> _SUPPLIED RECORDS_:
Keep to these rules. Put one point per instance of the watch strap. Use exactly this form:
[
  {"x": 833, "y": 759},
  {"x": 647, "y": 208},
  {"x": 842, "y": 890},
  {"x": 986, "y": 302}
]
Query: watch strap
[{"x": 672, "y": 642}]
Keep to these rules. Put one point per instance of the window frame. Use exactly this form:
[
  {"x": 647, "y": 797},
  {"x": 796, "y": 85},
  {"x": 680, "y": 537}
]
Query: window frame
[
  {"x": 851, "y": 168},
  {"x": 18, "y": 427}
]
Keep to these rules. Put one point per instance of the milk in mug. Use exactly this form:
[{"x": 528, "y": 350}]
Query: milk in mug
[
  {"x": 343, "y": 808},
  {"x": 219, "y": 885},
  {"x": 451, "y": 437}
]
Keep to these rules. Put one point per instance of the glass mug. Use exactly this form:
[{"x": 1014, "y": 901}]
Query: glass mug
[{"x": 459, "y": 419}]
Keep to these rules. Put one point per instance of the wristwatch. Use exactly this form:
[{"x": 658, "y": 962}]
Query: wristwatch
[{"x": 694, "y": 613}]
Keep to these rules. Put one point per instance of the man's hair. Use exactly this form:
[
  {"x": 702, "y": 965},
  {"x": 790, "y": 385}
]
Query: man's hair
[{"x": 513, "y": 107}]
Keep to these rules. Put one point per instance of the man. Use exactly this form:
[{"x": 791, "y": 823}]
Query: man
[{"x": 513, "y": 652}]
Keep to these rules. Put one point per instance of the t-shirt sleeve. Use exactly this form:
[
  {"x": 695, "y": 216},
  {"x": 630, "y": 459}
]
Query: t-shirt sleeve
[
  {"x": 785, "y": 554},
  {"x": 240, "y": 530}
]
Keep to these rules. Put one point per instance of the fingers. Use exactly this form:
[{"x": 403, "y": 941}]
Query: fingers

> _TASK DIRECTIONS_: Beginning with the line that contains "of the wristwatch.", quote each line exactly through the last line of the entries above, and nothing beyond them.

> _ANSWER IN FULL_:
Keep to these rules. Put one point per instance of the wristwatch. Use exactly this form:
[{"x": 658, "y": 962}]
Query: wristwatch
[{"x": 694, "y": 613}]
Keep to these rules. Put one point per instance of the man's hair. Use exactly this form:
[
  {"x": 702, "y": 965},
  {"x": 790, "y": 385}
]
Query: man's hair
[{"x": 513, "y": 107}]
Keep to these rules. Put one point per instance of the man. Use exactly this form:
[{"x": 791, "y": 823}]
Query: man
[{"x": 513, "y": 652}]
Keep to these rules. Put one point per instance of the t-shirt sleeve. Use exactly this form:
[
  {"x": 695, "y": 216},
  {"x": 630, "y": 459}
]
Query: t-shirt sleeve
[
  {"x": 785, "y": 554},
  {"x": 240, "y": 530}
]
Keep to these rules. Put one point per instance of the fingers. Use exactly this form:
[{"x": 403, "y": 941}]
Query: fingers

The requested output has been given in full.